Position identification records:
>>>>>

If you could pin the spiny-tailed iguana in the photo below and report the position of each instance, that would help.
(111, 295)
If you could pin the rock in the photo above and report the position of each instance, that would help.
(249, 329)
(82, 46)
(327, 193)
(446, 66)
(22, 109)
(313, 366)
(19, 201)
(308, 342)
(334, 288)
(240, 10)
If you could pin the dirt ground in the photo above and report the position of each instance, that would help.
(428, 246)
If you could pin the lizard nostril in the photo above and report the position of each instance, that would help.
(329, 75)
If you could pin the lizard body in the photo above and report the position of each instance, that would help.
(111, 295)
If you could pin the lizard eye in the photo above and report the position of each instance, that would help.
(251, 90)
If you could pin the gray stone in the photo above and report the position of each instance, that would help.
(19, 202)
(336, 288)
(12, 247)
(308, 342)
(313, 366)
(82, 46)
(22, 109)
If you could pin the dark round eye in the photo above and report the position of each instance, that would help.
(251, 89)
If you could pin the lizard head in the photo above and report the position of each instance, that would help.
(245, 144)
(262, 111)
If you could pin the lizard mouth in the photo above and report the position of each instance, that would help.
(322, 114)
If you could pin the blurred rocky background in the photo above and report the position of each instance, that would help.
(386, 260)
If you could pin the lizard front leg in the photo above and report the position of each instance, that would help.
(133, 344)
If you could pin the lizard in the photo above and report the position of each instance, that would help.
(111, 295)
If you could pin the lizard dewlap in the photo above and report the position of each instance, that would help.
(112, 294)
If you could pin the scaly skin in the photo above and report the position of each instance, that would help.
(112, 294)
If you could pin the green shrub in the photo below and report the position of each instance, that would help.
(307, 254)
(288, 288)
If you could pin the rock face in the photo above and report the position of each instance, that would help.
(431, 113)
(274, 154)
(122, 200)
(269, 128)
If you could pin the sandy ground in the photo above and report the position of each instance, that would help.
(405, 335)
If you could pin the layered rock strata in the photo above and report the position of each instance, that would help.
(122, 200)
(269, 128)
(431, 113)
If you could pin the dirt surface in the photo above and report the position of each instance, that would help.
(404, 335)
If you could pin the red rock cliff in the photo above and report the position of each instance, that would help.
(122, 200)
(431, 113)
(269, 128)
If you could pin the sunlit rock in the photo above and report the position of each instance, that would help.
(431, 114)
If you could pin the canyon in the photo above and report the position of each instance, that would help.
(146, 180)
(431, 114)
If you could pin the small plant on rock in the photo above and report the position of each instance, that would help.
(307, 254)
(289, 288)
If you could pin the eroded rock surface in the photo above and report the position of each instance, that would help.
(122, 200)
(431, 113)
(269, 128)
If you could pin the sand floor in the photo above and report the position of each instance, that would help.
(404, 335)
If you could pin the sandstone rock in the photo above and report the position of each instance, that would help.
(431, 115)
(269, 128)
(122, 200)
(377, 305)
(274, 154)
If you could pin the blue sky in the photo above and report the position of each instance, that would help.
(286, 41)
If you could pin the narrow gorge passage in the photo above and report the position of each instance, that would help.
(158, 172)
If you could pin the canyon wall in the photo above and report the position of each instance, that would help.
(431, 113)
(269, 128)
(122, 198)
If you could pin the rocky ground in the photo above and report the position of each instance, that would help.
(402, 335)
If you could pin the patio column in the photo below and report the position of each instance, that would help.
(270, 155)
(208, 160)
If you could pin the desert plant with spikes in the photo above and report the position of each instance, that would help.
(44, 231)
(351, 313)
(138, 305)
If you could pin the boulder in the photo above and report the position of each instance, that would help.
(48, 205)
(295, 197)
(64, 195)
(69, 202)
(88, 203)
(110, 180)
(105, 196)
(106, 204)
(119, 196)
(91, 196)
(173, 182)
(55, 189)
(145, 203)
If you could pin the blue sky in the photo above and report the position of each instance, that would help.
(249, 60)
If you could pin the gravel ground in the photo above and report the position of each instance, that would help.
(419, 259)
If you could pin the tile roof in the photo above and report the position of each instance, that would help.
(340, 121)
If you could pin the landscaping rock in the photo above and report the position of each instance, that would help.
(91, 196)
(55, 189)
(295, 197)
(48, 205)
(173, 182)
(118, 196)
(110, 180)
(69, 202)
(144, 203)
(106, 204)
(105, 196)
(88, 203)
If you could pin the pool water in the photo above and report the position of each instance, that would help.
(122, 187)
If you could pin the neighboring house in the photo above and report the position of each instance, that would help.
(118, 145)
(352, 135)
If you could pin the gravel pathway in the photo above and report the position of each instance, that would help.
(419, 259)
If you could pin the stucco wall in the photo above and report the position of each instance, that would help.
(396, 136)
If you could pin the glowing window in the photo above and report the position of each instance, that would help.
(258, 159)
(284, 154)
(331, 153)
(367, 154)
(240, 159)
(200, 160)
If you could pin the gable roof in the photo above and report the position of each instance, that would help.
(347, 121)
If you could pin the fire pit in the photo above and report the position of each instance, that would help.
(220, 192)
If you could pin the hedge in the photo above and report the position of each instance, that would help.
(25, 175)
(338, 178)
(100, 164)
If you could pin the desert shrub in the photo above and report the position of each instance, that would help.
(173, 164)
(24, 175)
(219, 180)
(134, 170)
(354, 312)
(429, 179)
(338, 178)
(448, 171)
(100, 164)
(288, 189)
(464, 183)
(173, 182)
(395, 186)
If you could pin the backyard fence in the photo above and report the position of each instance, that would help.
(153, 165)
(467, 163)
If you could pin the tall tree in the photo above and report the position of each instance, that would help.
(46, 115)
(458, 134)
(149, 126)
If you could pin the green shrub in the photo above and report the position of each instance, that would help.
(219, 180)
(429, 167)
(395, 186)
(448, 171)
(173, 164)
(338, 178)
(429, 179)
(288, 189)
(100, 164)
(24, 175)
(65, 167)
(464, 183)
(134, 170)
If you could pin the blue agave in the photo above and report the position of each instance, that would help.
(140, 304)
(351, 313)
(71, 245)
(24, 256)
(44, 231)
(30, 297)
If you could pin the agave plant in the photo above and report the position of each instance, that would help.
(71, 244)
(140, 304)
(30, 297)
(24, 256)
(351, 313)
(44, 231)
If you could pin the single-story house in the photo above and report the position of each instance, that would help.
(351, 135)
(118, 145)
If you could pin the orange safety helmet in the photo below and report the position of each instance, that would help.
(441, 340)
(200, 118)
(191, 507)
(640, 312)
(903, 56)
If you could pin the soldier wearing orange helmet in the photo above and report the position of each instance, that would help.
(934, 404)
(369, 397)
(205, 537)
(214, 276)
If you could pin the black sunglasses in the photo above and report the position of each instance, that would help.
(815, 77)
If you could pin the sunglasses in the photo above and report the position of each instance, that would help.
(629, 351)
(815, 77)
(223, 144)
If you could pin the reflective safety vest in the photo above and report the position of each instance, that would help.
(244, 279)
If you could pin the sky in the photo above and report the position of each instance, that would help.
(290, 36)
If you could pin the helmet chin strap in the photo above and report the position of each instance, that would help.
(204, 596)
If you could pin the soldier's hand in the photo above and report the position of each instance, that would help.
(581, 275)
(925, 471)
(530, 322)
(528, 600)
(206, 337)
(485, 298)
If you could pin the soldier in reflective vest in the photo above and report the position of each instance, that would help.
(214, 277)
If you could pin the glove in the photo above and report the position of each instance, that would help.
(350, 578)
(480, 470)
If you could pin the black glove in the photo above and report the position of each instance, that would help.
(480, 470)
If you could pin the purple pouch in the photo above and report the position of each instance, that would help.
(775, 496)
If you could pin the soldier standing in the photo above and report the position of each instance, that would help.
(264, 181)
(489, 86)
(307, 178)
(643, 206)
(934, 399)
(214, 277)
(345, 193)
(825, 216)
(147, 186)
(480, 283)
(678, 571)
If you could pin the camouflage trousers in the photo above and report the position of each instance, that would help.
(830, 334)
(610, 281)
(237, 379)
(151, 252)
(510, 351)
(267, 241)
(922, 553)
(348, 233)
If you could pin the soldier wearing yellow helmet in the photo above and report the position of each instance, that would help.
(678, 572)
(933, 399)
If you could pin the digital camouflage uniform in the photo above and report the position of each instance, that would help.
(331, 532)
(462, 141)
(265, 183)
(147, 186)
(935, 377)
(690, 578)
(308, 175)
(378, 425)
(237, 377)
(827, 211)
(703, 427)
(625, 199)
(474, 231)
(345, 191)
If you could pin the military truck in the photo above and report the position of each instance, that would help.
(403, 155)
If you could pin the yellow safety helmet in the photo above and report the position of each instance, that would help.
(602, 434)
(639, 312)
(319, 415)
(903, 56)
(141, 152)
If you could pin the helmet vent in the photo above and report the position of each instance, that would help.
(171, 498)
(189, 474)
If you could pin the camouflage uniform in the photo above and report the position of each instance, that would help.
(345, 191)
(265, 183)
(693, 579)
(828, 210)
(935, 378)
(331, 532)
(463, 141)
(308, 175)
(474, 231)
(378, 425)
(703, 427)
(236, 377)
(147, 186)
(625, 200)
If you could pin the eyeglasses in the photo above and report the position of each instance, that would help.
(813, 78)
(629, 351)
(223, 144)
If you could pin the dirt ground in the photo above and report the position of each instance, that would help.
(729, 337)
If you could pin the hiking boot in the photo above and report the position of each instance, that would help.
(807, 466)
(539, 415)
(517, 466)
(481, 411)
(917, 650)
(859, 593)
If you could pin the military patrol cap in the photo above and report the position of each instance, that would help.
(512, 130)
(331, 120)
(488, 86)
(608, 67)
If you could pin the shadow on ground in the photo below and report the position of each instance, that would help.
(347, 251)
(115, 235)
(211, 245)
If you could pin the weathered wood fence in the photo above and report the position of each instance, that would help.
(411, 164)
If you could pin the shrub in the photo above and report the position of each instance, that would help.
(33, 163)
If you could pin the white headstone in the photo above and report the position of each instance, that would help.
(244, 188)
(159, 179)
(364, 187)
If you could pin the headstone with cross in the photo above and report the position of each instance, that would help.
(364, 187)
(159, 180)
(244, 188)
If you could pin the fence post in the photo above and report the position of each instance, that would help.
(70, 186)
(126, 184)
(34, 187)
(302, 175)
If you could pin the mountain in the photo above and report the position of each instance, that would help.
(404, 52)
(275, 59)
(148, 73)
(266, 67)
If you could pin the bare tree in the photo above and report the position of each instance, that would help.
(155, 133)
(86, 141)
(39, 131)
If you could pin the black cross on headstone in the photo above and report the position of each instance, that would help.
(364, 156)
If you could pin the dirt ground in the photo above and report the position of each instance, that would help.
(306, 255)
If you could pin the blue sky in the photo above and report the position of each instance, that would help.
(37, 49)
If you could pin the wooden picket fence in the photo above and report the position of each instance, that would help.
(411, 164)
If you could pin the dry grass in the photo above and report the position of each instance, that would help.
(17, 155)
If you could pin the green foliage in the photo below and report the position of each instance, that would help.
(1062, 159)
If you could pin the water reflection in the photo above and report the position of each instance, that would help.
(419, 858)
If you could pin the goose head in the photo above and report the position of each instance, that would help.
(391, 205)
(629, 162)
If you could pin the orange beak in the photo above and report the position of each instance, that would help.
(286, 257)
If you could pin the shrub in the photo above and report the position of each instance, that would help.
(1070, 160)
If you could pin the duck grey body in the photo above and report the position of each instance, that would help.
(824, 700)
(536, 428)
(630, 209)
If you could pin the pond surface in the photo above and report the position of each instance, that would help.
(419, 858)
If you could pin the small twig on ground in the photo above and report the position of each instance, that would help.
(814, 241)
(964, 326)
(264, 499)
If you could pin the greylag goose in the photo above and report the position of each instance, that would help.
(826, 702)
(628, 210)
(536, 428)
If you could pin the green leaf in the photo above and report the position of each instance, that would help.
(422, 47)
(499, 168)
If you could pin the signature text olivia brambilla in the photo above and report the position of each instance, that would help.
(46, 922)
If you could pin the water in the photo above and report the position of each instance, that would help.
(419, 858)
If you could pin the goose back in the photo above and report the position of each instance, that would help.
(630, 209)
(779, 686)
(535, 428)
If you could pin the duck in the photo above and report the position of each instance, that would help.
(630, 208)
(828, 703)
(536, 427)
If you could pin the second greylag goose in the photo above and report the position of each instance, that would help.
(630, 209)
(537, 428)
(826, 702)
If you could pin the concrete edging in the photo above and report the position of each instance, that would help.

<<<<<

▸ DESCRIPTION OF THE TASK: Write out, word for word, the line containing "If you could pin the green leaf" and every line after it to the end of the data above.

▸ OUTPUT OF THE EXERCISE:
If you could pin the green leaf in the photo above and report the position of each instance, that would help.
(422, 47)
(499, 168)
If you could pin the signature text olivia brambilla in the photo above and report the position of each instance, that would help.
(46, 922)
If you could pin the water in the photo above and report the position of each instance, that would help.
(419, 858)
If you could pin the goose back in the photo above and report the position of each instance, that would help.
(630, 209)
(779, 686)
(535, 428)
If you could pin the duck in the photo above and report the position of each instance, that would help.
(630, 208)
(828, 703)
(536, 427)
If you could pin the second greylag goose in the photo above and report the position of each instance, that would help.
(630, 209)
(537, 428)
(826, 702)
If you could pin the concrete edging in the photo above and report the position of each instance, that would help.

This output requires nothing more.